Copy out every item below word for word, but leave the pictures out of your answer.

-- start Exercise materials --

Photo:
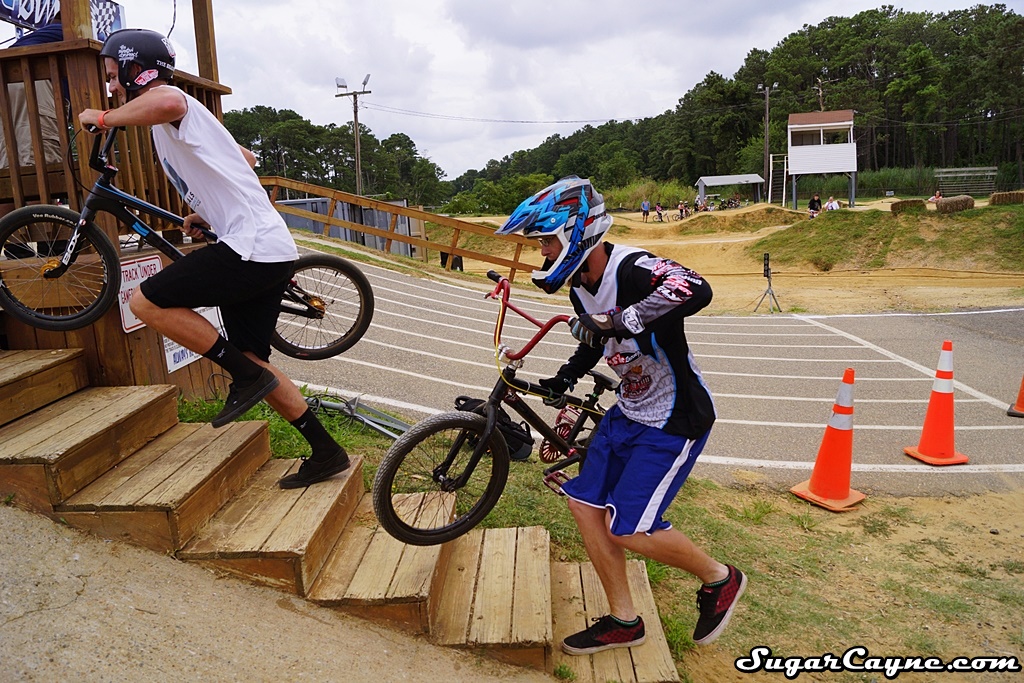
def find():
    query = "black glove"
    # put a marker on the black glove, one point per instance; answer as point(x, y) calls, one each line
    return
point(557, 386)
point(593, 330)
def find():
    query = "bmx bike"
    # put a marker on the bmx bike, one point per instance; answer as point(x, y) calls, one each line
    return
point(441, 477)
point(59, 271)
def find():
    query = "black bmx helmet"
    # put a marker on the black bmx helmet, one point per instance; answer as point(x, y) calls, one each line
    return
point(148, 49)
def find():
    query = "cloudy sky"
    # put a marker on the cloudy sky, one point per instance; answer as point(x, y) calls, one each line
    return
point(461, 77)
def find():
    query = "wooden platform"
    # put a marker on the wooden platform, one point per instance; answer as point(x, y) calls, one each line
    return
point(372, 574)
point(579, 598)
point(30, 380)
point(497, 594)
point(160, 496)
point(274, 537)
point(67, 444)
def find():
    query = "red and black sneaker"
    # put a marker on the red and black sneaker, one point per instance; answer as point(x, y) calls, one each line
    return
point(716, 603)
point(607, 632)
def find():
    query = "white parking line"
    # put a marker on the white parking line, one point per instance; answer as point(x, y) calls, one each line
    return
point(909, 364)
point(803, 465)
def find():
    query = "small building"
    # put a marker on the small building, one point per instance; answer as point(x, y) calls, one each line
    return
point(822, 142)
point(707, 181)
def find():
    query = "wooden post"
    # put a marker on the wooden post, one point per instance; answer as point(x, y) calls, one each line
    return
point(206, 43)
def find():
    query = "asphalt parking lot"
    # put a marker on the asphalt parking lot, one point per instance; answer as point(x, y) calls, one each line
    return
point(774, 379)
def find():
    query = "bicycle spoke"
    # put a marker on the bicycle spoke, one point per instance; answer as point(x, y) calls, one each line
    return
point(427, 491)
point(31, 250)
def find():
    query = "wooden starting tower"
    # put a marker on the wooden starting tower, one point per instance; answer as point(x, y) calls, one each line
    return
point(73, 70)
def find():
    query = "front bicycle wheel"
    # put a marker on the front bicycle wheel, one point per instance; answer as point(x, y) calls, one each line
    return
point(427, 493)
point(327, 308)
point(32, 242)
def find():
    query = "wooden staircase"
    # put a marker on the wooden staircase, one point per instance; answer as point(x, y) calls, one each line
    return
point(116, 462)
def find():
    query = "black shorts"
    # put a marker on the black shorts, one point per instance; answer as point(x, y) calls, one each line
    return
point(248, 293)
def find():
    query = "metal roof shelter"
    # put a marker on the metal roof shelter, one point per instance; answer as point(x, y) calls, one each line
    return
point(721, 180)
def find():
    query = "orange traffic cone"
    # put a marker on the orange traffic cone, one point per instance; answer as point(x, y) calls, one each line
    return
point(829, 482)
point(1017, 410)
point(936, 446)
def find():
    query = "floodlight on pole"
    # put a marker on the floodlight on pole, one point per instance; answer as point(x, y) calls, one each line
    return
point(342, 85)
point(766, 92)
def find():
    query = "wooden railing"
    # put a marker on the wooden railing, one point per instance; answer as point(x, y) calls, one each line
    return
point(454, 245)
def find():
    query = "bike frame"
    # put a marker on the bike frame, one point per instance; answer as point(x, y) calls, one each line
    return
point(508, 389)
point(104, 197)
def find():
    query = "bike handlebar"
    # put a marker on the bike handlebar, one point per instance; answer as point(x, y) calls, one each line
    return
point(99, 162)
point(501, 292)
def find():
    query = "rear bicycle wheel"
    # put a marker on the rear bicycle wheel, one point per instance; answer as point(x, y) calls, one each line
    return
point(327, 308)
point(415, 496)
point(32, 241)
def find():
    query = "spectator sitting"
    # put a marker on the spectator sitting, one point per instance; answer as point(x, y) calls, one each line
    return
point(814, 206)
point(51, 33)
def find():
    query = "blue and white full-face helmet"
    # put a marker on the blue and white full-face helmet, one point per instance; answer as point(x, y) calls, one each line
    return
point(570, 210)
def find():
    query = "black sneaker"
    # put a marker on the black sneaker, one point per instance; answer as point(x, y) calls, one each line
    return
point(604, 634)
point(716, 604)
point(242, 398)
point(311, 471)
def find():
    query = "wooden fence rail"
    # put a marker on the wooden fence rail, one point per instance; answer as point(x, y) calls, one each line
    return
point(454, 247)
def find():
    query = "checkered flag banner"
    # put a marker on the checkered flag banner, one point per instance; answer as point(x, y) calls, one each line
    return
point(108, 16)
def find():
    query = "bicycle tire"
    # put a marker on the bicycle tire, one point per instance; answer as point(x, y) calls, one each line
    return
point(341, 293)
point(411, 504)
point(32, 241)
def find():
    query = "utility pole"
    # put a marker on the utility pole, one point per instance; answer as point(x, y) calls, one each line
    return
point(340, 82)
point(767, 91)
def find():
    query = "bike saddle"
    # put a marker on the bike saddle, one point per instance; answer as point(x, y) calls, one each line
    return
point(602, 381)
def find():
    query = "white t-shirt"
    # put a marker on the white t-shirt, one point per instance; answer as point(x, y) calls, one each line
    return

-- end Exercise materials --

#### [Exercise output]
Photo:
def find():
    query = "black glove"
    # put a marker on the black glove, one point per instance; answer as point(x, y) calls, one each line
    return
point(557, 386)
point(593, 330)
def find():
    query = "bmx bike"
    # put a marker on the bmx bike, one point per instance; answer as point(x, y) calls, one each line
    return
point(441, 477)
point(59, 271)
def find():
    query = "black bmx helmet"
    # put a marker on the black bmx helmet, one point per instance; answer as point(x, y) calls, one each line
    return
point(148, 49)
def find():
    query = "cloudy sky"
    # put a marker on the cloudy sky, one point per instance; answer as point(x, y) calls, one each line
    return
point(461, 77)
def find():
    query = "wooden platform"
    # put a marker on the wooden platform, one point per instance; answer as point(x, y) calls, one each line
    return
point(372, 574)
point(579, 598)
point(30, 380)
point(497, 594)
point(160, 496)
point(274, 537)
point(67, 444)
def find():
    query = "red and black sneaker"
    # put a marker on the red and black sneaker, one point per instance; answer as point(x, y) calls, one each line
    return
point(716, 603)
point(607, 632)
def find():
    query = "white parking line"
    # put a marker on the white parking line, one point per instance; answer as point(x, y) calls, one each line
    return
point(909, 364)
point(803, 465)
def find():
    query = "small building"
    # put a marker on the small building, one point per instance; answer as point(x, y) calls, one each line
    return
point(822, 142)
point(707, 181)
def find():
    query = "wooden post"
    # put a marker on the wooden post, one point per instance; answer as point(x, y) calls, one each line
    return
point(206, 43)
def find():
    query = "asphalt parking lot"
    # put a marker on the asphalt parking lot, one point per instance; answer as point(x, y) calls, one each line
    return
point(774, 379)
def find():
    query = "bicycle spoke"
    # put a marker on the bicycle spoke, one point per instance; answer as point(x, y) calls, one each line
    return
point(427, 491)
point(31, 250)
def find():
    query = "wooden starting tower"
    # put a marker on the wooden starting tower, one point per instance; answer as point(x, y) calls, one each line
    return
point(73, 70)
def find():
    query = "front bicycle wheel"
    # put a marker on the front bicycle wheel, one point per instance; answer as point(x, y) calls, one each line
    return
point(427, 493)
point(327, 308)
point(32, 242)
def find():
    query = "wooden staircase"
    # put a marker on the wooden staircase, one point per instance; answer as point(x, y) calls, one each line
    return
point(116, 462)
def find():
    query = "black shorts"
    # put a marker on the black shorts, one point per instance; answer as point(x, y) calls, one each line
    return
point(248, 293)
def find():
    query = "metal roof shelter"
    # put a marker on the metal roof shelter, one point per instance; answer as point(x, y) calls, one each line
    return
point(721, 180)
def find():
    query = "orange traffic cone"
    # put a marker on the orange traffic cone, one point per instance; answer as point(x, y) calls, one each line
    return
point(829, 482)
point(1017, 410)
point(936, 446)
def find():
    query = "floodlight on pole"
    # put a marker on the floodlight on pole, one point per instance; answer as point(x, y) calls, one each line
    return
point(342, 85)
point(766, 92)
def find():
    query = "wooden railing"
    # put a marker on the wooden railing, one point per instance; answer as point(x, y) calls, one each line
    return
point(454, 245)
def find():
    query = "bike frame"
    # put a marker on the bike frame, one point per instance; answer as point(x, y) calls, one each line
    return
point(508, 389)
point(104, 197)
def find():
    query = "bike handlebar"
    # put a marker on the bike handlebar, one point per instance; answer as point(x, y) calls, one each line
    return
point(99, 162)
point(501, 292)
def find():
    query = "rear bicycle wheel"
    # put a marker on the rear bicycle wheel, one point per instance; answer as point(x, y) calls, one each line
    return
point(327, 308)
point(415, 496)
point(32, 241)
def find():
    query = "spectator sitting"
    # put a marker on the spectator sitting, one point per instance; answer as point(x, y) calls, one each line
    return
point(814, 206)
point(51, 33)
def find():
    query = "blue and white full-face helmet"
    # put a marker on the blue and white full-face helmet, one point per instance; answer as point(x, y) calls, one each line
    return
point(570, 210)
def find():
    query = "black sneaker"
    # put a marker on the black sneaker, one point per instance; answer as point(x, y) calls, one each line
    return
point(604, 634)
point(716, 604)
point(242, 398)
point(311, 471)
def find():
    query = "wooden fence rail"
    # put a marker on the wooden fence rail, one point per instance; answer as point(x, y) calls, one each line
    return
point(454, 247)
def find():
    query = "checkered flag banner"
    # put a marker on the checkered flag banner, one point per instance; answer as point(x, y) calls, one each line
    return
point(108, 16)
def find():
    query = "bicycle tire"
    # put a marker on the bicycle tire, one point per instance; answer as point(x, y) calls, one each line
    return
point(341, 293)
point(411, 504)
point(32, 241)
def find():
    query = "utility pole"
    # put a marker on the utility pole, one point per instance; answer as point(x, y) calls, one each line
    return
point(340, 82)
point(767, 91)
def find():
    query = "bike saddle"
    # put a marker on the bike saddle, one point per instance; answer as point(x, y) calls, one each line
    return
point(602, 381)
def find():
    query = "white t-shirt"
    # put a marker on the white t-shirt, one point per instance; answer as point(x, y) calls, one each line
    return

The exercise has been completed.